- _SUPPLIED MATERIAL_:
# # # # # # #

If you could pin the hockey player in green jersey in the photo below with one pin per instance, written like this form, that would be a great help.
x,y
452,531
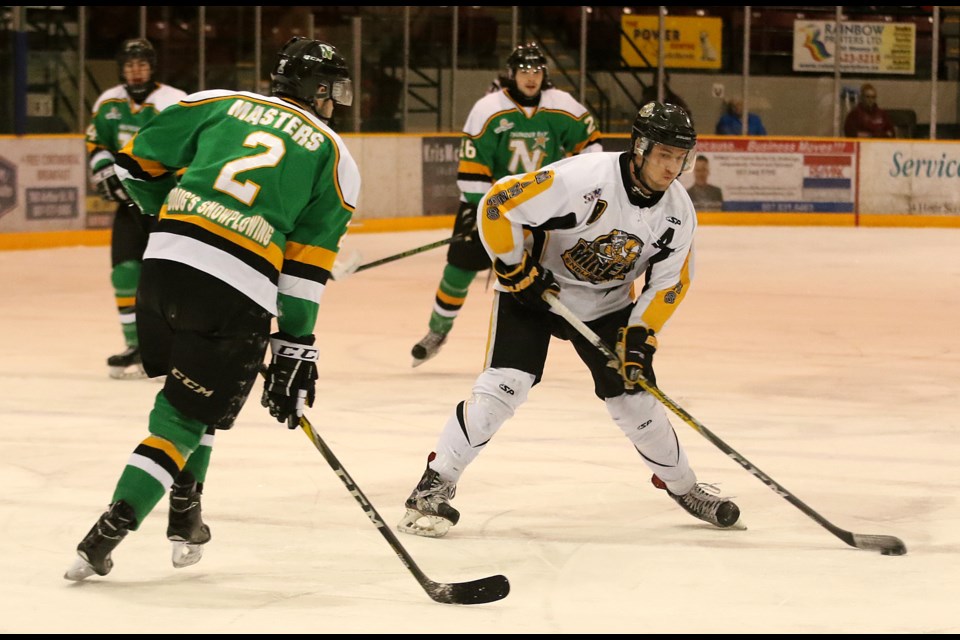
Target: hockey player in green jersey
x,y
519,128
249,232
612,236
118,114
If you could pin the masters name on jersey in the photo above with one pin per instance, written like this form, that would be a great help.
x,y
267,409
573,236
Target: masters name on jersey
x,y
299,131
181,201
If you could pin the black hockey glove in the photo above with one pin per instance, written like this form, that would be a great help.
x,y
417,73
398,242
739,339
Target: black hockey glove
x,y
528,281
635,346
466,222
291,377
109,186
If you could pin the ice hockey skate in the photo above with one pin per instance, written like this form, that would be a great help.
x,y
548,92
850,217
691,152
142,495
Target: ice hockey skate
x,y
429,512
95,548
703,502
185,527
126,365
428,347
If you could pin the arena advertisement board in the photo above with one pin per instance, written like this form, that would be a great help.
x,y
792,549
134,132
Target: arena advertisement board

# # # # # # #

- _AIM OF THE EXERCISE_: From the data above, write out everything exactly except the pictures.

- _TASK RESULT_:
If you could pin the hockey player in green jersey in the photo below with one pin per instance, written like this form, that would be a great help.
x,y
452,531
Target: hockey player in green jersey
x,y
519,128
249,232
612,236
118,114
If you could pin the masters name on jersey in the photo above with one pin per instance, written like this form, that would be a great help.
x,y
267,409
573,236
Target: masters name on jersey
x,y
299,131
181,201
If you could pin the black hockey glove in the photo above with one pin per instance, written like this form, that would be a great help.
x,y
417,73
398,242
739,339
Target: black hockey glove
x,y
528,281
635,346
466,222
291,377
109,186
If you could pin the ice hockey skate in the photo above with one pin per instance, written like this form, that would be a great help.
x,y
548,92
850,217
691,152
142,495
Target: ice hockey skate
x,y
429,512
95,548
703,502
185,527
126,365
428,347
If you could pin the arena advertisement board in the photo above with one pin per instance, written like this form, that would be a great help.
x,y
792,549
134,132
Target: arena advertisement board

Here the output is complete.